* begin DATASET ROWS *

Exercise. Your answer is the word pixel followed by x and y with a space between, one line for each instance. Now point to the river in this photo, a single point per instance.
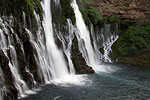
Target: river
pixel 111 82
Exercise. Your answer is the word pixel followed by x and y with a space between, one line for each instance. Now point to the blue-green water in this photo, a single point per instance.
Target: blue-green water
pixel 120 82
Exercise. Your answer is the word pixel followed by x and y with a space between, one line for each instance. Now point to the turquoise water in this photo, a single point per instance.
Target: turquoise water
pixel 121 83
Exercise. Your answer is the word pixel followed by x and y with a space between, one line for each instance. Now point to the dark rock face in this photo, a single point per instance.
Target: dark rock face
pixel 130 10
pixel 78 60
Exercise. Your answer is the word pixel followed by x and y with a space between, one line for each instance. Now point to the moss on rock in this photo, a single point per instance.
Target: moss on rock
pixel 133 45
pixel 67 11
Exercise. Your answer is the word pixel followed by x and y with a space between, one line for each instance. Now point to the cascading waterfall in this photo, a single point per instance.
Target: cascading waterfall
pixel 91 53
pixel 55 57
pixel 67 44
pixel 83 36
pixel 13 63
pixel 49 58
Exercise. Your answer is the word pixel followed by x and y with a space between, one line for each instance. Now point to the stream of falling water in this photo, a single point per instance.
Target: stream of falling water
pixel 91 52
pixel 83 36
pixel 55 56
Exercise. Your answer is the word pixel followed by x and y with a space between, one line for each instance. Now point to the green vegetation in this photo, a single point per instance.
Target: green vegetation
pixel 16 7
pixel 67 11
pixel 135 41
pixel 90 16
pixel 113 19
pixel 89 13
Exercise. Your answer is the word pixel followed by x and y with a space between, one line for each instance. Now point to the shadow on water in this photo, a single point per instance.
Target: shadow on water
pixel 123 83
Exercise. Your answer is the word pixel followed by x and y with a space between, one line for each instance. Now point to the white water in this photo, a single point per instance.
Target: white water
pixel 13 63
pixel 52 65
pixel 66 40
pixel 55 56
pixel 83 36
pixel 91 53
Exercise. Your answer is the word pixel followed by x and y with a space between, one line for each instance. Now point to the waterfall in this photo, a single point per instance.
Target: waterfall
pixel 88 49
pixel 54 55
pixel 6 43
pixel 83 36
pixel 66 40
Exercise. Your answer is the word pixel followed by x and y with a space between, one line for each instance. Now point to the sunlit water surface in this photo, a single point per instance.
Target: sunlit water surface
pixel 111 82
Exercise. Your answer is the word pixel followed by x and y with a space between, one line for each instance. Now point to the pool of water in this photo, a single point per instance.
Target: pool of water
pixel 111 82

* end DATASET ROWS *

WHAT TO PRODUCE
Render all of the material above as a JSON list of strings, one string per line, with blank lines omitted. Leave the pictures out.

FINISHED TASK
[
  "Exercise. Your answer is the word pixel followed by x and y with a space between, one line for each instance. Now point to the river in this photo, a single point per instance.",
  "Target: river",
  "pixel 111 82",
  "Exercise. Your answer is the word pixel followed by x and y with a space between, one line for each instance. Now point to the blue-green water in this photo, a single point per instance.",
  "Target: blue-green water",
  "pixel 120 82",
  "Exercise. Your answer is the word pixel followed by x and y with a space between, one line for each instance. Now point to the turquoise water in this photo, a single point per instance.",
  "Target: turquoise water",
  "pixel 121 83",
  "Exercise. Your answer is the word pixel followed by x and y with a space between, one line for each instance. Now point to the dark rock face in this photo, a single point per instance.",
  "Target: dark rock face",
  "pixel 130 10",
  "pixel 78 60",
  "Exercise. Your answer is the word pixel followed by x and y with a space between, one line for each instance. Now point to the moss on rock in this photo, a single point per instance.",
  "Target: moss on rock",
  "pixel 133 45",
  "pixel 67 11",
  "Exercise. Your answer is the word pixel followed by x and y with a space between, one line for each instance. Now point to the cascading waterfall in this photo, a single point per instance.",
  "Target: cascading waterfall",
  "pixel 91 53",
  "pixel 55 57",
  "pixel 67 44",
  "pixel 83 36",
  "pixel 13 63",
  "pixel 49 58",
  "Exercise. Your answer is the word pixel followed by x and y with a space between, one line for each instance. Now point to the stream of falling water in this photo, a single point per instance.",
  "Target: stream of falling water",
  "pixel 91 52",
  "pixel 83 36",
  "pixel 55 56",
  "Exercise. Your answer is the word pixel followed by x and y with a space between, one line for each instance. Now point to the green vegetation in this photo, a single point per instance.",
  "Target: green vegetation",
  "pixel 16 7",
  "pixel 67 11",
  "pixel 135 41",
  "pixel 90 16",
  "pixel 113 19",
  "pixel 89 13",
  "Exercise. Your answer is the word pixel followed by x and y with a space between, one line for each instance. Now point to the shadow on water in this photo, a single point per instance.",
  "Target: shadow on water",
  "pixel 123 83",
  "Exercise. Your answer is the word pixel followed by x and y with a space between, one line for each instance. Now point to the white water in this photo, a single point per instance.",
  "Target: white water",
  "pixel 13 63",
  "pixel 52 65",
  "pixel 66 40",
  "pixel 55 56",
  "pixel 83 36",
  "pixel 91 53",
  "Exercise. Your answer is the word pixel followed by x and y with a space between, one line for each instance. Now point to the waterfall in this photo, a single point per instance.",
  "Target: waterfall",
  "pixel 88 49",
  "pixel 54 55",
  "pixel 6 43",
  "pixel 83 36",
  "pixel 66 40",
  "Exercise. Your answer is the word pixel followed by x and y with a space between, one line for each instance. Now point to the sunlit water surface in this photo, a single point per instance.",
  "Target: sunlit water surface",
  "pixel 111 82",
  "Exercise. Your answer is the word pixel followed by x and y with a space between, one line for each instance. Now point to the pool of water in this photo, a single point per instance.",
  "Target: pool of water",
  "pixel 111 82"
]